+++ Material supplied

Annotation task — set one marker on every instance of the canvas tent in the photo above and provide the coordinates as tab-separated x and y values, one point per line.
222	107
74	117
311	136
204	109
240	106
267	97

++++++

- _Work to do_
Multiply every coordinate value in the answers by 2.25 and round to whole numbers, halves going up, then give all the lines of the data again with the requests unchanged.

- _Solution to this problem_
Annotation task — set one marker on every instance of the canvas tent in the photo above and provide the coordinates as tab-separated x and y values, one point per line.
500	241
167	263
700	306
459	245
540	239
601	218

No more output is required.